#### Work to complete
Render the material below as a numbered list, omitting any blank lines.

#### Material provided
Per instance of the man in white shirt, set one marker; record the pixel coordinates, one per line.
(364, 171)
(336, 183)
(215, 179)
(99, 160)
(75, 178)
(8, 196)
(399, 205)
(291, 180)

#### Result below
1. Per instance of the man in white shirt, set one marker; record the pixel coordinates, one per line.
2. (364, 171)
3. (336, 183)
4. (215, 179)
5. (99, 160)
6. (75, 178)
7. (8, 196)
8. (399, 205)
9. (291, 180)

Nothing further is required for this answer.